What is needed:
Copy the records below word for word, leaving nothing out.

Records provided:
>>>
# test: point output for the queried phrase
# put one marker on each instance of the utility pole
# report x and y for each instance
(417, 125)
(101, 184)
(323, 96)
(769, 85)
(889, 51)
<<<
Problem solution:
# test: point output for the queried phrase
# put one marker on each instance of the utility pole
# report x and y for each instance
(417, 125)
(101, 184)
(323, 96)
(769, 85)
(889, 51)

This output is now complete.